Consigne:
Extrais toutes les lignes qui contiennent le mot « instances ». Tiens compte des majuscules et des minuscules.

◆ ◆ ◆ ◆

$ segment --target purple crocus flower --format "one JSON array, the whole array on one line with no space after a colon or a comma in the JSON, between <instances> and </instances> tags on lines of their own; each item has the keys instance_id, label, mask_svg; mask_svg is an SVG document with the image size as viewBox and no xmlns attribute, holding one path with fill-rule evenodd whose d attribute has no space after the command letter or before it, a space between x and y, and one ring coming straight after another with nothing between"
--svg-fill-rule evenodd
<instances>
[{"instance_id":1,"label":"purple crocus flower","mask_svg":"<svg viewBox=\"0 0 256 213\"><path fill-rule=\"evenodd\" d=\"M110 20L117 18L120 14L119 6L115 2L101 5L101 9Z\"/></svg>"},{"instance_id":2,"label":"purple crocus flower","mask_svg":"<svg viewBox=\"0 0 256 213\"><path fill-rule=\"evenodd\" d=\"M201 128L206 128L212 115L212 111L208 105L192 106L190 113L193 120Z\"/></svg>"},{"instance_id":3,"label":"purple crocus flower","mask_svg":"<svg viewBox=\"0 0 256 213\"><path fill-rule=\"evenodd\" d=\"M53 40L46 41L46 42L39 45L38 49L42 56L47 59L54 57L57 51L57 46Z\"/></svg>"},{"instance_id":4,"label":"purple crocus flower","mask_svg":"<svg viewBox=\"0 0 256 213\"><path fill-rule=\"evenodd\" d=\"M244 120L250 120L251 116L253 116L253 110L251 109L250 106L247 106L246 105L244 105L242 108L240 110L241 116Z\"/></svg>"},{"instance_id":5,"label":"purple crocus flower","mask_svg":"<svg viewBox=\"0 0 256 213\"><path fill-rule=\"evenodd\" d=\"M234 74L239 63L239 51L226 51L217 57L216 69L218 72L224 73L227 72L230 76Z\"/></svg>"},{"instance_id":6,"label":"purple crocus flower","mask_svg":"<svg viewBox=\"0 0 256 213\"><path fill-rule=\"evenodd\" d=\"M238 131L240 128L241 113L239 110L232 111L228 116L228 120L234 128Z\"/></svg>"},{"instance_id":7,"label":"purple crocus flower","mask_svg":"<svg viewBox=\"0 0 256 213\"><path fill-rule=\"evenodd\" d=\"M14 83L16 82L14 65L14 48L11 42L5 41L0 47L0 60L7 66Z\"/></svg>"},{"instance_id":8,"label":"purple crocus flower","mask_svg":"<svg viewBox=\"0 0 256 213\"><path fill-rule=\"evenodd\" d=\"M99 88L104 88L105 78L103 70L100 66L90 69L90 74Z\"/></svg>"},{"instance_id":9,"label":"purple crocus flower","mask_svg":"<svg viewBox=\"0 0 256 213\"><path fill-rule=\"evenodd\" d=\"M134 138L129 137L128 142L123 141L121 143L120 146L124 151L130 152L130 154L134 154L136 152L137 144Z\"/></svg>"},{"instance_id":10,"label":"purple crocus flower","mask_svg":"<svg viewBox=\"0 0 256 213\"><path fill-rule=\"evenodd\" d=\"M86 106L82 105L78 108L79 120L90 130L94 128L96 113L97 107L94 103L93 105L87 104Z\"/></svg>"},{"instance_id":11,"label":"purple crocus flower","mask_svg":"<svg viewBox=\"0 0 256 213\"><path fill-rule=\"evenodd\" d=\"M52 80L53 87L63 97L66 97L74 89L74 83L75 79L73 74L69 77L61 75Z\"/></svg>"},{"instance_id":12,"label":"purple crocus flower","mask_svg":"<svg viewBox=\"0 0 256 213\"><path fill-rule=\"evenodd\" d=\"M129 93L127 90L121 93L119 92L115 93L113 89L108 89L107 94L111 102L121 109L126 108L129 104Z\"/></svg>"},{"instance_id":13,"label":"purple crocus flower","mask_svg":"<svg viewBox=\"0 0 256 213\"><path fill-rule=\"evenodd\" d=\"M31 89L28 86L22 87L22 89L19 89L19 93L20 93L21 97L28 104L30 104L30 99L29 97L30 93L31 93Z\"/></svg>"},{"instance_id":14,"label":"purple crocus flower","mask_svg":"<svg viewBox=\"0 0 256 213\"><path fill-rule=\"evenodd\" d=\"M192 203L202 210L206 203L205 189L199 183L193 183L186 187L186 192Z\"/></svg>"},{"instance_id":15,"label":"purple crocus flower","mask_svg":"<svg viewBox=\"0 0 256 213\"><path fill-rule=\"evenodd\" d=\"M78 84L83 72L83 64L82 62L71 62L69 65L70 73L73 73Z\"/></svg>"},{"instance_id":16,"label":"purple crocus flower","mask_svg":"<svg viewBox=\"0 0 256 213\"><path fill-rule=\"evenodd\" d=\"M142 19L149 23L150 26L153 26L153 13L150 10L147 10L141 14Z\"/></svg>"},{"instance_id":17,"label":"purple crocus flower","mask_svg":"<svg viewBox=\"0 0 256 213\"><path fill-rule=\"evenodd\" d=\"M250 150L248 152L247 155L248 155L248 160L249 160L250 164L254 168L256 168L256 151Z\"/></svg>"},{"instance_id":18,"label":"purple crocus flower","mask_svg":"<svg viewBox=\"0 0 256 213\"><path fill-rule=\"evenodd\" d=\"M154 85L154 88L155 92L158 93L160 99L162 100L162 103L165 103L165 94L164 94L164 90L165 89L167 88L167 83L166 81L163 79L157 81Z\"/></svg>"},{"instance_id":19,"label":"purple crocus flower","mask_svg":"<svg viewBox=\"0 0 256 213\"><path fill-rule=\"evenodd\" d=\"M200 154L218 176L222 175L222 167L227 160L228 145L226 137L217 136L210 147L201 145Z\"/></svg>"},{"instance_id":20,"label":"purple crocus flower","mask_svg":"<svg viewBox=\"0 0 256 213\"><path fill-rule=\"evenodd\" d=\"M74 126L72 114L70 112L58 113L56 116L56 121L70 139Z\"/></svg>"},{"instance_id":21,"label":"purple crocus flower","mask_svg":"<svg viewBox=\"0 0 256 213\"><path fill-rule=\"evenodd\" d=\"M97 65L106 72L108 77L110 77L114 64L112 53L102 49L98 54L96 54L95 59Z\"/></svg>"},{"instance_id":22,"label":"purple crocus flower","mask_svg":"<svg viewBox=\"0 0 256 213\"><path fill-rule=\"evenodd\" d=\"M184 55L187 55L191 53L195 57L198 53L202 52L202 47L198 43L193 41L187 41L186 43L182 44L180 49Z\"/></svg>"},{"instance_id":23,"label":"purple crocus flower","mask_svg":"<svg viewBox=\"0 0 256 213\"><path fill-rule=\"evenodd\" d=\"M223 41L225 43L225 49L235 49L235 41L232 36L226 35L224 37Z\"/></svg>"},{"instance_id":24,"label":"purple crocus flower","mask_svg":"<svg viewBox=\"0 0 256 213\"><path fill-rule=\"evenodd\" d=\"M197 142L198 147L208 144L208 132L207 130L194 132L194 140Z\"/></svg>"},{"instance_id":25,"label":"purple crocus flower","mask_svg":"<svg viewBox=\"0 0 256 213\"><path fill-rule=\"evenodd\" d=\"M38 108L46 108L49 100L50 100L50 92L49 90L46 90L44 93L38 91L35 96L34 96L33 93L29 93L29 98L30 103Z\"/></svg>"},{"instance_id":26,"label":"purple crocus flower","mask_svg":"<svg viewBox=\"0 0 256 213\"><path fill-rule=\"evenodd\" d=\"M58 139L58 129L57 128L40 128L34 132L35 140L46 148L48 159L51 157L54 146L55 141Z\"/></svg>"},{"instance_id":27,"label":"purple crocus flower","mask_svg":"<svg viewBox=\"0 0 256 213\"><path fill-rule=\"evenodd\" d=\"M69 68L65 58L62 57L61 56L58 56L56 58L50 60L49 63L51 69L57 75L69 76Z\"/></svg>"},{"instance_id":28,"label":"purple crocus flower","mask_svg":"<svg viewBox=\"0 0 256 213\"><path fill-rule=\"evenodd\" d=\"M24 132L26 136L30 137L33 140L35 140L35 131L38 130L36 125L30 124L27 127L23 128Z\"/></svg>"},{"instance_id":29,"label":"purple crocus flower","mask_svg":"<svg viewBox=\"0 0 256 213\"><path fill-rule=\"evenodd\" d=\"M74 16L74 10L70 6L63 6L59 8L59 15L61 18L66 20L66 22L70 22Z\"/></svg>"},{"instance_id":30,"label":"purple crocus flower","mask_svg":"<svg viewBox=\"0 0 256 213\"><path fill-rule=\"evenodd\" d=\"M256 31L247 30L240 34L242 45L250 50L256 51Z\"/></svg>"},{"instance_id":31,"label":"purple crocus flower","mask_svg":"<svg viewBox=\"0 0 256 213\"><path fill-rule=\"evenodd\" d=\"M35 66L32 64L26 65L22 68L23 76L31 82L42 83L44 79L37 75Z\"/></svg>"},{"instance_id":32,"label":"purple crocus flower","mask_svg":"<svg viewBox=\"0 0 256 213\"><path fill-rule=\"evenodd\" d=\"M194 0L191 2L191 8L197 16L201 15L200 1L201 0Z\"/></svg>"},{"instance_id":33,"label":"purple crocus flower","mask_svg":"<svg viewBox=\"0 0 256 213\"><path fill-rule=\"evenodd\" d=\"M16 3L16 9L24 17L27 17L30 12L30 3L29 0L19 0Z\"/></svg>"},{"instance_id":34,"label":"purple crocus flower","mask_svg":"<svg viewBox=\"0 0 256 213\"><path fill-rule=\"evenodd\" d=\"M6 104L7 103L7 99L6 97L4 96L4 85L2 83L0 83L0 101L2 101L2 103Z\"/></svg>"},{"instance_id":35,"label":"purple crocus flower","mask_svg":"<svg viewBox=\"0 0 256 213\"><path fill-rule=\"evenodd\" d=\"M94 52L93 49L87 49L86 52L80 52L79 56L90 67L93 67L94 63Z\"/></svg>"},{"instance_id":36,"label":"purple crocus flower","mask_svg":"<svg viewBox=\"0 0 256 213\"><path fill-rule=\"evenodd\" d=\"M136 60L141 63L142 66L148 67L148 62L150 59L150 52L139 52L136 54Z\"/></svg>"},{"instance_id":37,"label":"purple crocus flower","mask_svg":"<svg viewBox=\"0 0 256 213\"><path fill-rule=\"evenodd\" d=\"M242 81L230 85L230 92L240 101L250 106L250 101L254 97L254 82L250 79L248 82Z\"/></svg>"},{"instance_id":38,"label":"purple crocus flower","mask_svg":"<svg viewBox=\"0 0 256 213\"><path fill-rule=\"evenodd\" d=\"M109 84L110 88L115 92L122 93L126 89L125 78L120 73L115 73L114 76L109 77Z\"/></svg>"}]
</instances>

◆ ◆ ◆ ◆

Résultat:
$ segment --target purple crocus flower --format "one JSON array, the whole array on one line with no space after a colon or a comma in the JSON, between <instances> and </instances> tags on lines of their own; each item has the keys instance_id, label, mask_svg; mask_svg is an SVG document with the image size as viewBox and no xmlns attribute, holding one path with fill-rule evenodd whose d attribute has no space after the command letter or before it, a space between x and y, and one ring coming straight after another with nothing between"
<instances>
</instances>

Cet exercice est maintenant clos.